**WHAT YOU SHOULD DO**
Copy the records exactly, from their first line up to and including the line that contains "117 115 L 98".
== DATA LISTING ==
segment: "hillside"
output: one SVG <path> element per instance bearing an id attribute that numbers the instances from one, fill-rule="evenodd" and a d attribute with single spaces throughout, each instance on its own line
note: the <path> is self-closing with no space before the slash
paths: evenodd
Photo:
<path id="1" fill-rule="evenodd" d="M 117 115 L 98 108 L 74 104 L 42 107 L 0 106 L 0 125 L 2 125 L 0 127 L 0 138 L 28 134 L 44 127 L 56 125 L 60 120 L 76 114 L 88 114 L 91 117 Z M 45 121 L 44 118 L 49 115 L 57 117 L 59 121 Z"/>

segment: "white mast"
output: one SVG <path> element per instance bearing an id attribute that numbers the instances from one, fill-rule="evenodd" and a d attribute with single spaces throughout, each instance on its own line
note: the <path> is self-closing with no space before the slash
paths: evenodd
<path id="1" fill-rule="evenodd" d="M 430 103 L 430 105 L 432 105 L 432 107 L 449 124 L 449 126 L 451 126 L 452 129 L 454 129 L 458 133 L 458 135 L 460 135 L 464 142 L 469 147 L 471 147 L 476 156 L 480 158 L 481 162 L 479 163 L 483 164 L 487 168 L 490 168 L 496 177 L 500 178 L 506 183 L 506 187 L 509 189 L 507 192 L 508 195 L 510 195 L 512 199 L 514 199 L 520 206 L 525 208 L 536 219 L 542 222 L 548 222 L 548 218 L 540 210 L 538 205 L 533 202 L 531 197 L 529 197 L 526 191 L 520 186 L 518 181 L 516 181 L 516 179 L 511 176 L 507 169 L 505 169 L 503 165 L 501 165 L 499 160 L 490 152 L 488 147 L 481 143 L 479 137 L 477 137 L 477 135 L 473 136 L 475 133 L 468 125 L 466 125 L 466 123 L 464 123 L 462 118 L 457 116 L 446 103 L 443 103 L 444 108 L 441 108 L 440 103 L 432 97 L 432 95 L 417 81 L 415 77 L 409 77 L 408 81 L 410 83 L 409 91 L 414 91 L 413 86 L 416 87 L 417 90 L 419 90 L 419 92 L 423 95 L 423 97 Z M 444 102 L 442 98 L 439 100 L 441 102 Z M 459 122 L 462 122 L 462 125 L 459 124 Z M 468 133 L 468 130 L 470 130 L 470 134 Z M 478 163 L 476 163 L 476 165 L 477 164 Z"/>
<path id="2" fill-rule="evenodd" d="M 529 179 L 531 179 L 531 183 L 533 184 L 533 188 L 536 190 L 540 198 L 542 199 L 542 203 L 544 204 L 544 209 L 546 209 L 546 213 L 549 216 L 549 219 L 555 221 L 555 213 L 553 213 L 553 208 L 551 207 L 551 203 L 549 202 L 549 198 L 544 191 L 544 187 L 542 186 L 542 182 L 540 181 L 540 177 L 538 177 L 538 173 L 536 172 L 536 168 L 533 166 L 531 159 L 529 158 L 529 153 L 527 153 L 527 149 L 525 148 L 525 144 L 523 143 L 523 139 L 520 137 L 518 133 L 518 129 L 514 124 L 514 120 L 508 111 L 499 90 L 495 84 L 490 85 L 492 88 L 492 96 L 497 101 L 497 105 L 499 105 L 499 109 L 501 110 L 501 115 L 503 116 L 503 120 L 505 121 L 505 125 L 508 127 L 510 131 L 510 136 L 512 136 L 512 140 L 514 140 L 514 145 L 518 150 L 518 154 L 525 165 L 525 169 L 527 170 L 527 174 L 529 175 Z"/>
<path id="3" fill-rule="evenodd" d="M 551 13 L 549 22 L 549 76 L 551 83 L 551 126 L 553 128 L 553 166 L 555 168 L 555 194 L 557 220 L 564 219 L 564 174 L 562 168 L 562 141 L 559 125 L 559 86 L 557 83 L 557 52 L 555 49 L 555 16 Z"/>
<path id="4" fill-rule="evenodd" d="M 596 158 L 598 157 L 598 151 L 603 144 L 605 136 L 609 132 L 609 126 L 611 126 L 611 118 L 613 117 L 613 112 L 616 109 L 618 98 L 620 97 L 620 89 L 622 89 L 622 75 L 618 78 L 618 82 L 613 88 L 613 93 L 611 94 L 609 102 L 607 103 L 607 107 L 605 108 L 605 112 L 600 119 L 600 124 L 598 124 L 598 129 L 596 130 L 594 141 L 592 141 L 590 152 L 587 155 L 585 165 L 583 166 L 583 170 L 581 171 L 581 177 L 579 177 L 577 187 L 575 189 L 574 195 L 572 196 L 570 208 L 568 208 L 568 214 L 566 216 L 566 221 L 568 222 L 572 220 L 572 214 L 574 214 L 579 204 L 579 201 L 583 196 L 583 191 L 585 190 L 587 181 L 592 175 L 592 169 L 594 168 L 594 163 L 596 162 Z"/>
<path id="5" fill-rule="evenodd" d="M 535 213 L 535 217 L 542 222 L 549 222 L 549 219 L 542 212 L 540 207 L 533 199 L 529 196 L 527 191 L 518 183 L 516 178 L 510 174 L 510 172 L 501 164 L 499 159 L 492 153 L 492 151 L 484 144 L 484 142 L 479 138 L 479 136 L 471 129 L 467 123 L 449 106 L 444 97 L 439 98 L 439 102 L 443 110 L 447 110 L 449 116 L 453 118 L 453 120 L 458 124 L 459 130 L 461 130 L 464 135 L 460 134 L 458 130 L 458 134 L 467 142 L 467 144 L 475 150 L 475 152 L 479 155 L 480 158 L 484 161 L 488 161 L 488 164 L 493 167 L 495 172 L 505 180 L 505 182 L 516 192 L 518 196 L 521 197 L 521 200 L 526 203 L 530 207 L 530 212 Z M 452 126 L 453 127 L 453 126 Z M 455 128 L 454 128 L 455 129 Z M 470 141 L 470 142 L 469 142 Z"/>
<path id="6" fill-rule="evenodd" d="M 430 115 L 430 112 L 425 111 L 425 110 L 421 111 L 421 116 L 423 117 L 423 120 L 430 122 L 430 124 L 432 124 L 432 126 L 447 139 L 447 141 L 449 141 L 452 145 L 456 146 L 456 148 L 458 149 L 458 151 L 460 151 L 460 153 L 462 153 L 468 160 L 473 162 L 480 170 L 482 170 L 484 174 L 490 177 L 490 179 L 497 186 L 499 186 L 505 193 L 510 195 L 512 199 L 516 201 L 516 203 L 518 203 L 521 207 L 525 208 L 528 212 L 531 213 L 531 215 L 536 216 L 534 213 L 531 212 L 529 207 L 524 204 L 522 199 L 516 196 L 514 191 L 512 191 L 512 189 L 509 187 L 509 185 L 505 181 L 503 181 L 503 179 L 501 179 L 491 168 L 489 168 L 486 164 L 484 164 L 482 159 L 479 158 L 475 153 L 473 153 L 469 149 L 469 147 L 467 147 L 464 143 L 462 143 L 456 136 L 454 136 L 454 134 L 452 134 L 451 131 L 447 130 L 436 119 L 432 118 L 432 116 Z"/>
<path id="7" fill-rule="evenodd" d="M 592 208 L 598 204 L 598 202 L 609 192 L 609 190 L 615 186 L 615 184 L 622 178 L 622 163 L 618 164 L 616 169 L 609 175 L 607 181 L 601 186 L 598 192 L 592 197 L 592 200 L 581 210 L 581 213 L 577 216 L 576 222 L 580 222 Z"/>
===
**REPLY TO THE EXERCISE**
segment: "hillside"
output: one SVG <path> element per instance bearing an id attribute that numbers the instances from one, fill-rule="evenodd" and a d attribute with single spaces throughout, each instance on its own line
note: the <path> is self-closing with no space before the slash
paths: evenodd
Photo:
<path id="1" fill-rule="evenodd" d="M 117 115 L 98 108 L 74 104 L 42 107 L 0 106 L 0 125 L 2 125 L 0 127 L 0 138 L 28 134 L 44 127 L 56 125 L 60 120 L 76 114 L 88 114 L 91 117 Z M 45 121 L 44 118 L 49 115 L 57 117 L 59 121 Z"/>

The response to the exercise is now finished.